══ The records
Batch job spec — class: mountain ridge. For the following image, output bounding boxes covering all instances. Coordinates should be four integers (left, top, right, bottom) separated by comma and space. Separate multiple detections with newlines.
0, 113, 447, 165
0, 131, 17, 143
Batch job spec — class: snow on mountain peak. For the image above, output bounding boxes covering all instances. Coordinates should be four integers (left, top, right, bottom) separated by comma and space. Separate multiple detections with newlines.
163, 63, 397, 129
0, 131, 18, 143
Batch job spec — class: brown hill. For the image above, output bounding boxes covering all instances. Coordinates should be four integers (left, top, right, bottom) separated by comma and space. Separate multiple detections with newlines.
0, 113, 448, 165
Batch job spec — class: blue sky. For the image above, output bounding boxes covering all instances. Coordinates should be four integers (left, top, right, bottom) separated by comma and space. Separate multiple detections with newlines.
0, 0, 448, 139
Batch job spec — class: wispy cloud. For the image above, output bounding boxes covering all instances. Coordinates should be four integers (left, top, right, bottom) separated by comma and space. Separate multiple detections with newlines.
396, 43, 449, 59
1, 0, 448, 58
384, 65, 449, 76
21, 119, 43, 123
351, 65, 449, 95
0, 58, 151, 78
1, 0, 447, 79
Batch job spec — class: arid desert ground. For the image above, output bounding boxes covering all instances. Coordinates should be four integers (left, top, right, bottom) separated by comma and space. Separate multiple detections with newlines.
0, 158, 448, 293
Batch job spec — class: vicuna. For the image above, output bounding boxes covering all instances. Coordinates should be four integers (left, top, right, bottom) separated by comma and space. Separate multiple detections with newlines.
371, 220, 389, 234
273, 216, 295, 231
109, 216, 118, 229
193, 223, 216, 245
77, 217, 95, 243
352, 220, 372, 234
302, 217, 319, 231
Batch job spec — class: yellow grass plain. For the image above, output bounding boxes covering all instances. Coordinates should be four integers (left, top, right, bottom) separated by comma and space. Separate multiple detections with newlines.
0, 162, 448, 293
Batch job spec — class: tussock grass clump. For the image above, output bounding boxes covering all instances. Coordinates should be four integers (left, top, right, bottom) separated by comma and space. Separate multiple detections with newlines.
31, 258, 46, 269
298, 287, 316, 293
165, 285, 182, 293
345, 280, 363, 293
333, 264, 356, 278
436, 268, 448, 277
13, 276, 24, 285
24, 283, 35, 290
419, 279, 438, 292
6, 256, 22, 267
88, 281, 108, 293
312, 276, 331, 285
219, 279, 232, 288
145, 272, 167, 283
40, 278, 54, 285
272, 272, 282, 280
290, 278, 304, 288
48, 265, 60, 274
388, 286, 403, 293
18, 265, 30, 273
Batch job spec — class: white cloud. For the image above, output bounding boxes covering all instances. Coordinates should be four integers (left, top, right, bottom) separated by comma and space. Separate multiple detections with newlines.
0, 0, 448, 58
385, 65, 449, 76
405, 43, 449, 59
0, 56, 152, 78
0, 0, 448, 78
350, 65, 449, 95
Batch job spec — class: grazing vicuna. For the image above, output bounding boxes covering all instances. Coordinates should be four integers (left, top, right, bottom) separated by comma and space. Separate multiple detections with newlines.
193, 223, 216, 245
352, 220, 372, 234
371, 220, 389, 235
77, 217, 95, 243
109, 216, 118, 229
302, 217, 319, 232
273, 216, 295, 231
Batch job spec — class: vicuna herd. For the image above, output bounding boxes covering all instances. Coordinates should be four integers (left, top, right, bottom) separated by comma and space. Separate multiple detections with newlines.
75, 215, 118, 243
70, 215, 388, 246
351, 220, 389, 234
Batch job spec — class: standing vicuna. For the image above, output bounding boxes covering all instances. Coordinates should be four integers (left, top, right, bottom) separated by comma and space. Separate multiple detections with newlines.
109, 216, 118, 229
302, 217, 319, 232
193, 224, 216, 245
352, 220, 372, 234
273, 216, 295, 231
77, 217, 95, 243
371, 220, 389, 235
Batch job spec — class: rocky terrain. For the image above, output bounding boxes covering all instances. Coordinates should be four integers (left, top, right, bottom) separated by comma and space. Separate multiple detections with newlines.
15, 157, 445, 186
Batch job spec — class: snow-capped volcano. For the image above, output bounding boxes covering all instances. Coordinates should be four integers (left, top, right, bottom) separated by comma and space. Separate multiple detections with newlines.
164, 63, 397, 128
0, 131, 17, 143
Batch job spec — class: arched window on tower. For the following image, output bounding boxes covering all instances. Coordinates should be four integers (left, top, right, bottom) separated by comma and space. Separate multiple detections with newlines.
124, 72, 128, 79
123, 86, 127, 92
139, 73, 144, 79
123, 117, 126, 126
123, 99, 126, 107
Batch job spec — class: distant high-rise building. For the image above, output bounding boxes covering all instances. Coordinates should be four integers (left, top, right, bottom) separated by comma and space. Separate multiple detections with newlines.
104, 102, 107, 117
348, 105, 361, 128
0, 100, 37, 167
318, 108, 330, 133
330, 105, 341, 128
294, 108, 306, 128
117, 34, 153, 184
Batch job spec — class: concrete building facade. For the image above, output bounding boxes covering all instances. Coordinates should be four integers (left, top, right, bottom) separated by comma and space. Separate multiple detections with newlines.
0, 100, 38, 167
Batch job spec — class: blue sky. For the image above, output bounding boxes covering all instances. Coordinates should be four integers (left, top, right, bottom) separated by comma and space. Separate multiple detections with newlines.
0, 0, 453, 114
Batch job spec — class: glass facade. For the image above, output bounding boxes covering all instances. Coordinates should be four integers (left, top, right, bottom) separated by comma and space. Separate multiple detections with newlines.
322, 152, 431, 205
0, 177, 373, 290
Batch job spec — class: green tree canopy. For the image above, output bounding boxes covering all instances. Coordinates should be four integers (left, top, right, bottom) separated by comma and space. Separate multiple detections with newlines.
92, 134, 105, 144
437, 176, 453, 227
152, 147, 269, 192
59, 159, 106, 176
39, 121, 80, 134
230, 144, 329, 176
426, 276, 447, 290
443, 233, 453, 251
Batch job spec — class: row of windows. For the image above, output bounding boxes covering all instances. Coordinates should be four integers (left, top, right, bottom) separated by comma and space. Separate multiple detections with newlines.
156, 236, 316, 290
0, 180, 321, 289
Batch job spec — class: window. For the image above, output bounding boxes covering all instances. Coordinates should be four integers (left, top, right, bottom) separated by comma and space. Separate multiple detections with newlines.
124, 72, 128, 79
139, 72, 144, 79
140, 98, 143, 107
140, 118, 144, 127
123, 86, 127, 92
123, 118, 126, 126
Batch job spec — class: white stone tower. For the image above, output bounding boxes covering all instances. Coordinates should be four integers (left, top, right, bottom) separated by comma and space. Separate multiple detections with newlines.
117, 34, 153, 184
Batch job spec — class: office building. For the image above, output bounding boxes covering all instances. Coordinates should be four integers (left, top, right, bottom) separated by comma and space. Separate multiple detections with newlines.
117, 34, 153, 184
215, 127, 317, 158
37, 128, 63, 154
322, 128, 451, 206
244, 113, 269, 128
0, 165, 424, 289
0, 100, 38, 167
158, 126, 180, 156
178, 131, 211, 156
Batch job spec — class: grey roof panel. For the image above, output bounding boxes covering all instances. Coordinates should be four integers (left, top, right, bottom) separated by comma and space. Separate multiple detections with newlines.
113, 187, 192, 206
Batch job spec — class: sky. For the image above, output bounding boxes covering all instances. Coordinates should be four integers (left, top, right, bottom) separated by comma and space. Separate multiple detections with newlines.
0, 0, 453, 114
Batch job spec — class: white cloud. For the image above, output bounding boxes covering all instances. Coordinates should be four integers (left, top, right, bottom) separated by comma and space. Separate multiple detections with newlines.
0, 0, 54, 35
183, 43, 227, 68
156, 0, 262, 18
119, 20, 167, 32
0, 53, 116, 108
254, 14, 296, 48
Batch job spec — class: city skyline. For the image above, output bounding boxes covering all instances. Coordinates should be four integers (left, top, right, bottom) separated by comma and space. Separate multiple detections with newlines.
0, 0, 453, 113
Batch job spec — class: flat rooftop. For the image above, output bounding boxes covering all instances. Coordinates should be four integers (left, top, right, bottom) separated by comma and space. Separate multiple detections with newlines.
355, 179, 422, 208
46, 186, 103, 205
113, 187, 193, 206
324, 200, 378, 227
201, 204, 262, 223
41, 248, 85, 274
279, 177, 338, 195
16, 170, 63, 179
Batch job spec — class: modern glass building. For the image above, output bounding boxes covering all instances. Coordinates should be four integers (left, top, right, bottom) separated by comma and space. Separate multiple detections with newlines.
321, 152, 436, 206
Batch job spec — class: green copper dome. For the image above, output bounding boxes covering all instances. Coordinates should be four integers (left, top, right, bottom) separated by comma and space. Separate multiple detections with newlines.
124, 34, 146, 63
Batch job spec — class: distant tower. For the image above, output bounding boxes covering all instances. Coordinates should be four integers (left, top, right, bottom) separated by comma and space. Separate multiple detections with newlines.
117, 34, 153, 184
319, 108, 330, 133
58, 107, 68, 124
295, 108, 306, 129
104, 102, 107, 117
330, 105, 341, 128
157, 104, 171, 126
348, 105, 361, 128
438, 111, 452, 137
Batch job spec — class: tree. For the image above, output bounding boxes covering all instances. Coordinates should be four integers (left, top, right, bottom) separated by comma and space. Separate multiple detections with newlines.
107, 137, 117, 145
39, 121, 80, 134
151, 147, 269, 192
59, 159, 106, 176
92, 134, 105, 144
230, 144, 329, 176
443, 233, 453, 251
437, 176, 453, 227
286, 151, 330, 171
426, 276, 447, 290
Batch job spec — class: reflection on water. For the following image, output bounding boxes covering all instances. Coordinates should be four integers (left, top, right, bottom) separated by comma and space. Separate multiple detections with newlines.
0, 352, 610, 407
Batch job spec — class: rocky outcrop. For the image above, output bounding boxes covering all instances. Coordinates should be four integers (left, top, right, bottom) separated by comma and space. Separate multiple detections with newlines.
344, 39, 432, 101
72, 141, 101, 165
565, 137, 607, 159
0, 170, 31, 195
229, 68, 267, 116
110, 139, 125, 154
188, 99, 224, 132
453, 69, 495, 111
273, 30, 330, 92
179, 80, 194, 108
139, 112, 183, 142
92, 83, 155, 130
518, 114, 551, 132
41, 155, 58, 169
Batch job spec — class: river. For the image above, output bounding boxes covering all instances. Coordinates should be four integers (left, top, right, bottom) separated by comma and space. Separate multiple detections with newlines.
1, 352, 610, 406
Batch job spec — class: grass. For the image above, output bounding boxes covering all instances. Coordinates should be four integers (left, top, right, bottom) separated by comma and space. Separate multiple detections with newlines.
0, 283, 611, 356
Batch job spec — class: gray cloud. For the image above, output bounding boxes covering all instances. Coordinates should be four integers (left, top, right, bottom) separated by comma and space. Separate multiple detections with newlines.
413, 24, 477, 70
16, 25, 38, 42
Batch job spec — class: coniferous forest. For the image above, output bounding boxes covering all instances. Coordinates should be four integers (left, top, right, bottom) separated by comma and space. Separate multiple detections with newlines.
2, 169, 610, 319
════
- Exercise description -
From the line that contains "Batch job spec — class: rocky outcrop." through the last line of the listing, every line is to be restated word for word, both ends included.

- Solution to the exercise -
Batch job spec — class: rocky outcrop. For the image above, output bounding boxes covering all instances. Coordinates should be four integers (left, top, right, bottom) separated by comma and space. Separate multiple detections with newlines.
344, 39, 432, 101
72, 141, 101, 165
565, 137, 607, 159
0, 170, 31, 195
229, 68, 267, 116
110, 139, 125, 154
188, 99, 224, 132
453, 69, 495, 111
273, 30, 330, 92
179, 80, 194, 108
139, 112, 183, 142
92, 83, 155, 130
518, 114, 551, 132
41, 155, 58, 169
Batch job spec — class: river. For the image above, output bounding boxes covering all instances. Coordinates should be four integers (left, top, right, bottom) separated by comma and space. Separate multiple detections with newlines.
1, 352, 610, 406
Batch job spec — class: grass. For the image above, output bounding boxes covering all instances. Coordinates should be four integers (left, top, right, bottom) separated by comma and space. Separate multiple detections with newlines.
0, 283, 611, 356
Batch job spec — class: gray cloud. For the image above, output bounding boxes covering all instances. Coordinates should be four integers (left, top, right, bottom) separated by comma and space. Separate multiple detections with newlines.
413, 24, 477, 70
16, 25, 38, 42
Batch job spec — class: coniferous forest. For the image above, output bounding boxes covering all instances. Coordinates should be four integers (left, top, right, bottom) separated by comma and space. Separate multiple detections with newlines.
2, 169, 610, 319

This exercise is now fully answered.